◆ Exercise description: Rewrite the data from its start through the line containing "box: [588, 90, 639, 97]", replacing each "rough mask" with "coarse mask" and leaving everything else unchanged. Leave the pictures out of your answer.

━━ Entries provided

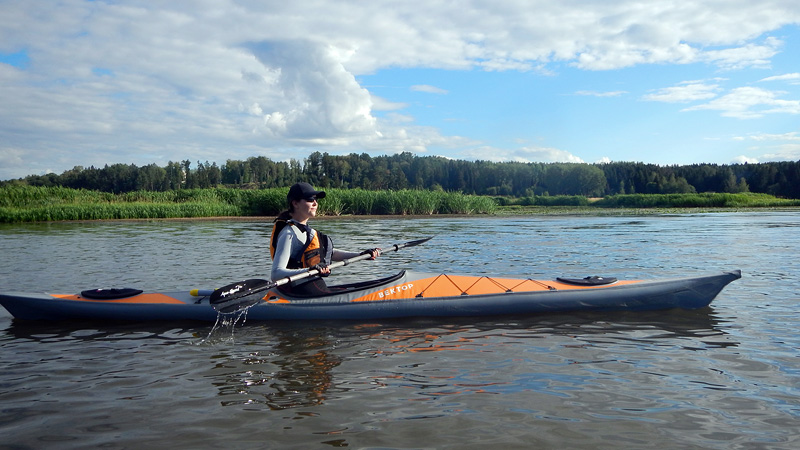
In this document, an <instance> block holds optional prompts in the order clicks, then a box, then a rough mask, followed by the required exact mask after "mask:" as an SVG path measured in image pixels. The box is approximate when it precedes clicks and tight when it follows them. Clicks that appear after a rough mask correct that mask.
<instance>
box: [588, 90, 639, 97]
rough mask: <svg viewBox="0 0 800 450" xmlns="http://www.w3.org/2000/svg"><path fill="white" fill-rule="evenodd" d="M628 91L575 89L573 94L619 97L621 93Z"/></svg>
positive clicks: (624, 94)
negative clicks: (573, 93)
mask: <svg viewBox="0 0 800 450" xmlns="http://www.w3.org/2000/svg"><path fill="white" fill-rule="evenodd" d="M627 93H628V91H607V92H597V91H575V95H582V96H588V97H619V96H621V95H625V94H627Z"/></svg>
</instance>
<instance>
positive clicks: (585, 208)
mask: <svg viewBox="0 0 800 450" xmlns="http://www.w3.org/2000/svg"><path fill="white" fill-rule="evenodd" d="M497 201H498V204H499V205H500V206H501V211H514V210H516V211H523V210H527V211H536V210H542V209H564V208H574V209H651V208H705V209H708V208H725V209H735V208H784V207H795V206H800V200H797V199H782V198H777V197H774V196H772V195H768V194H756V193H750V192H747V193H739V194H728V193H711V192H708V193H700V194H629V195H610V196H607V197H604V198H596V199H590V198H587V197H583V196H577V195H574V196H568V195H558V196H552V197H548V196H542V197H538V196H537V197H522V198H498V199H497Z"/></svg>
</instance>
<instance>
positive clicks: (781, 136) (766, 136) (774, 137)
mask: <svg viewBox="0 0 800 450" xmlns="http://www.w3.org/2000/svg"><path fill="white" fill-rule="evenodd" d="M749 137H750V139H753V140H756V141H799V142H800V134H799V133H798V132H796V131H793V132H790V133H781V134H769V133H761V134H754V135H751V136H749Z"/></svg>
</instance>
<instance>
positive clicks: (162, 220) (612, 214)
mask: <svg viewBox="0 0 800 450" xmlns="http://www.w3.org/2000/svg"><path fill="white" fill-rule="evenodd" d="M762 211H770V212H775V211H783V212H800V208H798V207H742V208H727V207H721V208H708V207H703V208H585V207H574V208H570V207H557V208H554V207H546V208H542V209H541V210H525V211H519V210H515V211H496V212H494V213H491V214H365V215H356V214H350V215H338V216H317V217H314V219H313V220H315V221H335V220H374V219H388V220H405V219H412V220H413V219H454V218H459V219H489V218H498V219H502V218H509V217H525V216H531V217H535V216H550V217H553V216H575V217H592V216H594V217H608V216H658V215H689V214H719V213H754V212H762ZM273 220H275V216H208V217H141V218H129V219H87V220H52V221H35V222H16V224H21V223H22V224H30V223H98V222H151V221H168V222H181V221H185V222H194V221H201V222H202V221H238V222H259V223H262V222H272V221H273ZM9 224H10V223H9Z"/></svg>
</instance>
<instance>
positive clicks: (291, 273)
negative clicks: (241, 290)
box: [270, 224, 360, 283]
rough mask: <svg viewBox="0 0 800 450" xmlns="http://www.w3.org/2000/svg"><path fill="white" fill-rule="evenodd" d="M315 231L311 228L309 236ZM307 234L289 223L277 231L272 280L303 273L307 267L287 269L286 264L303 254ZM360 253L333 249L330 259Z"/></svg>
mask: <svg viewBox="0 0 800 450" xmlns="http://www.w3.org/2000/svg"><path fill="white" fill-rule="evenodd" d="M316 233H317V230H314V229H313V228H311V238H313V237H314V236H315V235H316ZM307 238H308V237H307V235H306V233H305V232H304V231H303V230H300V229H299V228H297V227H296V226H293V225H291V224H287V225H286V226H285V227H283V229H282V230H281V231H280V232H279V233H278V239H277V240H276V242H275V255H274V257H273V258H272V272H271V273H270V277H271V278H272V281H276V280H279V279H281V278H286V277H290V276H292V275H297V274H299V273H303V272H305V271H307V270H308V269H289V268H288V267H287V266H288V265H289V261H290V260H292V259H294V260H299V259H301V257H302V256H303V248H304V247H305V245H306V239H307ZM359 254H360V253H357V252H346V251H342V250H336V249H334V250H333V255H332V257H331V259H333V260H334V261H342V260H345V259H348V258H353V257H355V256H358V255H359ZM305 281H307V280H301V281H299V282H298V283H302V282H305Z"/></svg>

━━━━

◆ Expected answer:
In this document, an <instance> block holds optional prompts in the order clicks, then a box, then a coarse mask, followed by the required exact mask after "mask:" as an SVG path measured in image pixels. The box is approximate when it precedes clicks and tight when it follows them. Clicks that appear after a coarse mask correct that mask.
<instance>
box: [588, 90, 639, 97]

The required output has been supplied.